## TASK OBJECTIVE
The entries that follow must be given again exactly, with the pictures excluded.

## AVAILABLE DATA
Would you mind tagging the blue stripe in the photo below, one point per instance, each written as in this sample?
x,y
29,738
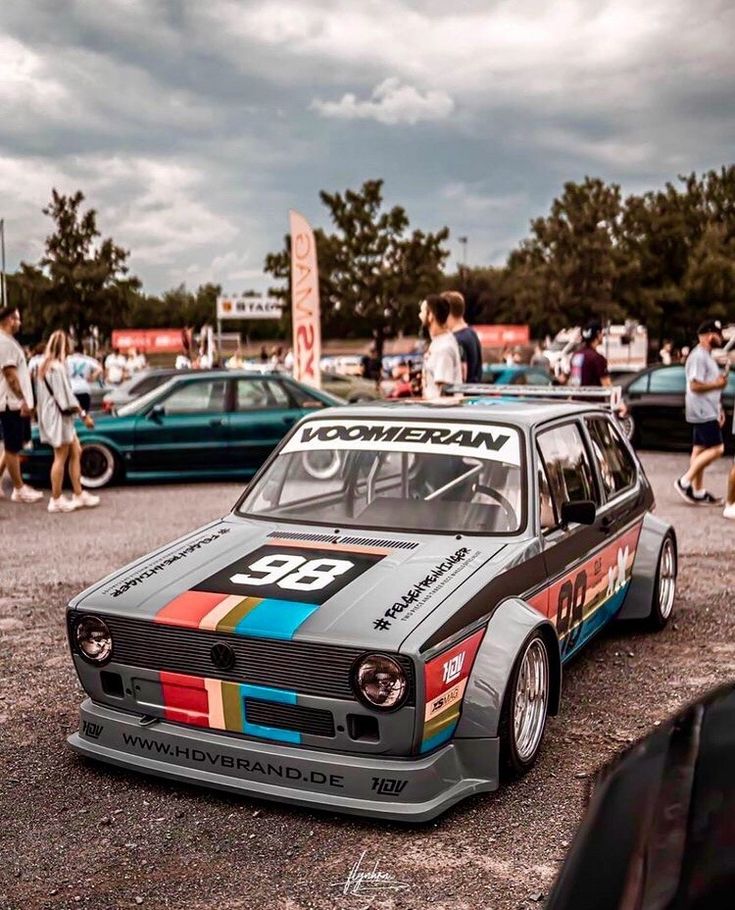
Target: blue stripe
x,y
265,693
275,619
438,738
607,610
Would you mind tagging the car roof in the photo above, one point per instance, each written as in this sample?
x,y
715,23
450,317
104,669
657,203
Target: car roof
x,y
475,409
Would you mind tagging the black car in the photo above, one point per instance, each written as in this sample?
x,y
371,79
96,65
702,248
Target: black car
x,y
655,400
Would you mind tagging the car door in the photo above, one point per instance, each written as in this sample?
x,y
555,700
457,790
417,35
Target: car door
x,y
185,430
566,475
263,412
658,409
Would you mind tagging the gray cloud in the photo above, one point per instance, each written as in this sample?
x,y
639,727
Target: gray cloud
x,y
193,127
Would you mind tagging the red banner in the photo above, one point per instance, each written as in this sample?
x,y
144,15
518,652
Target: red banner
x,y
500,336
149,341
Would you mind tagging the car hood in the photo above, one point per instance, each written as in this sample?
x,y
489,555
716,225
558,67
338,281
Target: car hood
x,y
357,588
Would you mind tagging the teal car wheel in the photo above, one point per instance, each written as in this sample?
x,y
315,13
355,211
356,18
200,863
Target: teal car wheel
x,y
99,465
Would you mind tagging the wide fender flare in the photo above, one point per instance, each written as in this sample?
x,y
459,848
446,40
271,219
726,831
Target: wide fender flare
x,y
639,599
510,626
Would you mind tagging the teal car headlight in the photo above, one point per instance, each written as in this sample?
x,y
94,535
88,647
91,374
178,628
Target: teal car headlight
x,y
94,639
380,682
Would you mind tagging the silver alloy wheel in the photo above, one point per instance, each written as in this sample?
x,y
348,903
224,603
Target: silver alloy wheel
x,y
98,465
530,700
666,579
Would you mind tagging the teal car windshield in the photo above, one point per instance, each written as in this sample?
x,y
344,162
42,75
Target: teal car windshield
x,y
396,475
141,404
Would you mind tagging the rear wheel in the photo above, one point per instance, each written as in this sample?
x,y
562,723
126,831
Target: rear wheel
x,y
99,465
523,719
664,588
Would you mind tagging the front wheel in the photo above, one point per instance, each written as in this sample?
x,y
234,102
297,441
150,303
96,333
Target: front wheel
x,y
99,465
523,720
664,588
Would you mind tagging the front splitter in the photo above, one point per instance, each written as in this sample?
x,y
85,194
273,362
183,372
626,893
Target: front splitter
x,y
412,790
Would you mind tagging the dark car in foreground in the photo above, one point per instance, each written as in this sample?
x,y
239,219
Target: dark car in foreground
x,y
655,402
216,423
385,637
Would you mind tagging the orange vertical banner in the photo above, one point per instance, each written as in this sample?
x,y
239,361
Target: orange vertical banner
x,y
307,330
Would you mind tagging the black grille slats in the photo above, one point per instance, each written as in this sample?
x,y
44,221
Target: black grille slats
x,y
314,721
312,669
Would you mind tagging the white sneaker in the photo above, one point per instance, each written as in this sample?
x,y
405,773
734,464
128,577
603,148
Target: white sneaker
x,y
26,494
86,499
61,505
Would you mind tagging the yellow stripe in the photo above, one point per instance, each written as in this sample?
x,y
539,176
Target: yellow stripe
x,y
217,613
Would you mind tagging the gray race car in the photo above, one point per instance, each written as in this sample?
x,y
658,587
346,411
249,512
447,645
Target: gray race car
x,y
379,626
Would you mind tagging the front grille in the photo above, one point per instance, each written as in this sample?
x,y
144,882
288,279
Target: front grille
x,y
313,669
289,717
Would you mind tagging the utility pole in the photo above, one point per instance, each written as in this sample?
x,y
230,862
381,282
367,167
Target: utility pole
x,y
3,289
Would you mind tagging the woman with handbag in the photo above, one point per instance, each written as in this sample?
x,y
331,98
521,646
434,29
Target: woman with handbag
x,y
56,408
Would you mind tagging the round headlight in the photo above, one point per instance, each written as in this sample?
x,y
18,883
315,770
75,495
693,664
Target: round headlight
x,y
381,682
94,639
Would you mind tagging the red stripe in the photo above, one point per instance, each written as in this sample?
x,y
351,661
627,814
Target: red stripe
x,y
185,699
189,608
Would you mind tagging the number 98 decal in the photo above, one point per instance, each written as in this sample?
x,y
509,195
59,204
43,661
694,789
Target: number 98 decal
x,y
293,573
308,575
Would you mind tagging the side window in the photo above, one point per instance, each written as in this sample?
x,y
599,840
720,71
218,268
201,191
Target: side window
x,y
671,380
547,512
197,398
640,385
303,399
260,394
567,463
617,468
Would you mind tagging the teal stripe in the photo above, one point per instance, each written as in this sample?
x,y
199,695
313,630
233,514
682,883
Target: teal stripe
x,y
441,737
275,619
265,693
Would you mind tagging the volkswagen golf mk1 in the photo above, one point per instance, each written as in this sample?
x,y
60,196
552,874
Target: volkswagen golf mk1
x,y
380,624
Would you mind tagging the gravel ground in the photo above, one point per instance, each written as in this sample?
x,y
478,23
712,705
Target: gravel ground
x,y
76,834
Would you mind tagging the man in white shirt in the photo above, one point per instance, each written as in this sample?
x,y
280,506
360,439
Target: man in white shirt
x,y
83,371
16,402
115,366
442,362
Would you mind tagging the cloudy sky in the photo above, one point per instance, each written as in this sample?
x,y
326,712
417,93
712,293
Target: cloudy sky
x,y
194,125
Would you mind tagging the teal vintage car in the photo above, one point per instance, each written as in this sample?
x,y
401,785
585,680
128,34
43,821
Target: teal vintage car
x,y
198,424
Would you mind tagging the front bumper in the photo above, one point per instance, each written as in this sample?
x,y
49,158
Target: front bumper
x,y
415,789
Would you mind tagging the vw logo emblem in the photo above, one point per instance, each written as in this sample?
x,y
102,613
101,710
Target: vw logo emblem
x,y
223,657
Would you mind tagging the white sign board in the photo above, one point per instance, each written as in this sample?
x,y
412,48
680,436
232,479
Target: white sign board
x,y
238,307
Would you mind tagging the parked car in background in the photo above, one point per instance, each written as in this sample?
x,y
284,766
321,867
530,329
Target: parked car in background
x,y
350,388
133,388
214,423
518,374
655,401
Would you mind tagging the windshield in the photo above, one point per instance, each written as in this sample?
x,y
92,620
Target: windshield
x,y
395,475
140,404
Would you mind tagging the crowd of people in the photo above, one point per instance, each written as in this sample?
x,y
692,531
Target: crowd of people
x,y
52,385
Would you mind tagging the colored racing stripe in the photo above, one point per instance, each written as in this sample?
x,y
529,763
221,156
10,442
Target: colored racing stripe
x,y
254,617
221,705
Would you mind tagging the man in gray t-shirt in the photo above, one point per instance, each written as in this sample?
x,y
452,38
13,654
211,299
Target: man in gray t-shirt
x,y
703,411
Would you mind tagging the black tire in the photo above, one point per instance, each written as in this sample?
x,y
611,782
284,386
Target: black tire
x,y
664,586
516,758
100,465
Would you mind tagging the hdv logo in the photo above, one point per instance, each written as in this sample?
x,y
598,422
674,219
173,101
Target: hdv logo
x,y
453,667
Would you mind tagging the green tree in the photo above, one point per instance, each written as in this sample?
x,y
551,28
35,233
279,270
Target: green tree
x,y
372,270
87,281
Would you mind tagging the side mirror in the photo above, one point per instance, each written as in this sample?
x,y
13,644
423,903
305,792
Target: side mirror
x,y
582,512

## OUTPUT FOR THIS TASK
Would you mind tagging the blue stripe in the photo below, one point per instance, each written as in this sample?
x,y
29,738
Target: blue stripe
x,y
265,693
275,619
438,738
607,610
Would you mind tagging the car roof in the photo above, one point per instance, each written as in this sample?
x,y
715,23
450,317
104,669
657,203
Target: car roof
x,y
475,409
Would you mind tagging the black car in the photo above, one point per instance, each written as in this sample?
x,y
371,79
96,65
702,248
Target: black car
x,y
655,400
Would you mind tagging the car door in the photo above, one point per instance, each written as in this sample?
x,y
555,700
457,790
417,35
Target: car door
x,y
185,430
566,475
263,412
658,409
Would you mind tagging the gray cloud in the photo above, one point per instance, each written as in this sample?
x,y
639,727
Target: gray cloud
x,y
193,127
Would you mind tagging the red banner in the photo above, one point per instance, each written as in this sample?
x,y
144,15
518,652
Target: red banner
x,y
500,336
149,341
Would you mind tagging the car hood in the photo above, one point per instance, each written as in this sample?
x,y
489,555
716,225
558,67
338,281
Target: car hood
x,y
357,588
Would you mind tagging the teal car wheel in the photo above, one point per instance, each written as in this sample?
x,y
315,13
355,211
356,18
200,863
Target: teal car wheel
x,y
99,465
Would you mind tagging the wide fender flare in the photo above, one point per instance, each written as in this sample?
x,y
459,848
446,40
271,219
726,831
Target: wide fender flare
x,y
639,599
510,626
Would you mind tagging the teal car headlight in the photo above, one point per instance, each written as in this sample?
x,y
94,535
88,647
91,374
178,628
Target: teal car headlight
x,y
94,639
380,682
Would you mind tagging the silver alloy wheel in the photo above, one point per instance, each written as in this sample?
x,y
348,903
224,603
Target: silver alloy wheel
x,y
98,465
530,700
666,579
Would you mind tagging the teal car windshield in the photo above, one point per instance, each written as in this sample?
x,y
344,162
42,75
Target: teal car windshield
x,y
396,475
141,404
Would you mind tagging the rear wheel in the photo above, one point per instance, each written as in this sample?
x,y
562,723
126,831
Target: rear wheel
x,y
99,465
523,719
664,588
Would you mind tagging the front wheel in the photo above, one point per instance, each written as in this sample?
x,y
234,102
297,441
150,303
96,333
Target: front wheel
x,y
99,465
523,720
664,588
Would you mind tagging the front splitter in the photo above, one point per instance, each written as in this sample?
x,y
85,194
273,362
183,372
626,893
Target: front splitter
x,y
412,790
Would you mind tagging the dark car in foreground in the photo above, one point per instance, each written as in this sample?
x,y
239,219
Target: dark car in foreground
x,y
655,402
216,423
385,637
Would you mind tagging the orange vertical banner in the photo above, one point per instance, each written as in this sample?
x,y
239,361
Target: orange vertical banner
x,y
307,330
Would you mind tagging the black grille slats in the photo above, one point per instance, each written as in this sample?
x,y
44,221
Target: black grille slats
x,y
314,721
312,669
Would you mind tagging the white sneaker in the photo above, one point per instance, each written as in this sample?
x,y
405,773
734,464
128,577
603,148
Target: white sneaker
x,y
26,494
86,499
61,505
Would you mind tagging the yellow stripe in the photo above, one point per instance, each written as in this sample?
x,y
539,176
Target: yellow stripe
x,y
217,613
Would you mind tagging the gray race car in the photo above, one point per instance, each written as in this sample?
x,y
658,587
346,411
249,512
447,645
Target: gray race car
x,y
379,626
Would you mind tagging the front grille in the photo above, one point per instance, each written as in this sample?
x,y
144,882
288,279
Target: front grille
x,y
313,669
289,717
Would you mind tagging the utility pole in the photo above, one point per instance, each written as in this sample?
x,y
230,862
381,282
367,167
Target: utility pole
x,y
3,289
Would you mind tagging the woman with handbag in the photo above, one point per instance, each written as in this sample?
x,y
331,98
521,646
434,29
Target: woman with handbag
x,y
56,408
Would you mind tagging the round headlight in the photo above, one point per instance, each written as in this sample?
x,y
18,883
315,770
75,495
693,664
Target: round headlight
x,y
381,682
94,639
Would you mind tagging the red stripe in the photo above, one point per instance, each written as in this sample?
x,y
351,661
627,814
Target: red stripe
x,y
185,699
189,608
Would you mind tagging the number 98 decal in the photo above, one point per instance, each written as in this sample?
x,y
509,195
59,204
43,661
694,789
Target: number 98 decal
x,y
293,573
308,575
Would you mind tagging the side window in the photo above, one point per instance, each written as in this sample?
x,y
599,840
720,71
218,268
201,191
Target: side window
x,y
671,380
547,512
197,398
640,385
303,399
260,394
567,463
617,468
Would you mind tagging the teal stripe in the photo above, one point per instance, each written as in this sample?
x,y
199,695
313,630
233,514
682,883
Target: teal stripe
x,y
441,737
275,619
265,693
Would you mind tagging the volkswagen golf mk1 in the photo above, one point per instance, each written as in this sample?
x,y
60,196
552,874
Target: volkswagen golf mk1
x,y
380,624
Would you mind tagging the gravel ground in the photo above, one point per instance, each written as in this sample?
x,y
478,23
712,705
Target: gravel ground
x,y
76,834
Would you mind tagging the man in white shirt in the photo above, one point per instance, each written as in this sample?
x,y
280,506
360,439
Target: man in white shirt
x,y
83,371
16,402
115,366
442,362
Would you mind tagging the cloudy sky in the photo above, one point per instance, each written as in this sample?
x,y
326,712
417,93
712,293
Target: cloudy sky
x,y
194,125
Would you mind tagging the teal vintage car in the photo above, one point per instance, each written as in this sample?
x,y
401,785
585,680
128,34
43,821
Target: teal vintage car
x,y
198,424
Would you mind tagging the front bumper in the photo above, one point per instance, each written as in this sample?
x,y
49,158
Target: front bumper
x,y
415,789
Would you mind tagging the vw logo emblem in the photo above, one point per instance, each written as in this sample?
x,y
102,613
101,710
Target: vw logo emblem
x,y
223,657
Would you mind tagging the white sign board in the photo above, one point per instance, each written as in this sample?
x,y
412,48
680,436
232,479
Target: white sign board
x,y
238,307
Would you mind tagging the parked car in background in the photo above, one point per instance, each written as in this sample?
x,y
284,766
321,867
530,329
Target: parked car in background
x,y
350,388
133,388
214,423
518,374
655,401
Would you mind tagging the windshield in the photo above, one point per instance, each written as in this sample?
x,y
92,620
Target: windshield
x,y
395,475
140,404
Would you mind tagging the crowd of people in the photo above, one point per instance, each written as in this sample?
x,y
692,531
Target: crowd of people
x,y
52,385
Would you mind tagging the colored racing stripe in the photo above, one point per instance, each written as in this sample?
x,y
529,763
221,156
10,442
Target: colored racing stripe
x,y
254,617
221,705
Would you mind tagging the man in gray t-shirt in the photo above, one point per instance, each written as in this sample?
x,y
452,38
13,654
211,299
Target: man in gray t-shirt
x,y
703,411
Would you mind tagging the black tire in the photo above, one point per instance, each written as in this sample?
x,y
611,782
284,386
Target: black tire
x,y
664,586
516,758
100,465
Would you mind tagging the hdv logo in the photo above, one point per instance, each written as in this sample?
x,y
598,422
674,219
173,101
Target: hdv logo
x,y
453,667
Would you mind tagging the green tree in the photo above, one point per instance, each written as in this sample?
x,y
551,28
35,233
279,270
Target: green tree
x,y
372,270
87,281
Would you mind tagging the side mirror in the photo above, one point per instance, each written as in this sample?
x,y
13,644
423,903
305,792
Target: side mirror
x,y
582,512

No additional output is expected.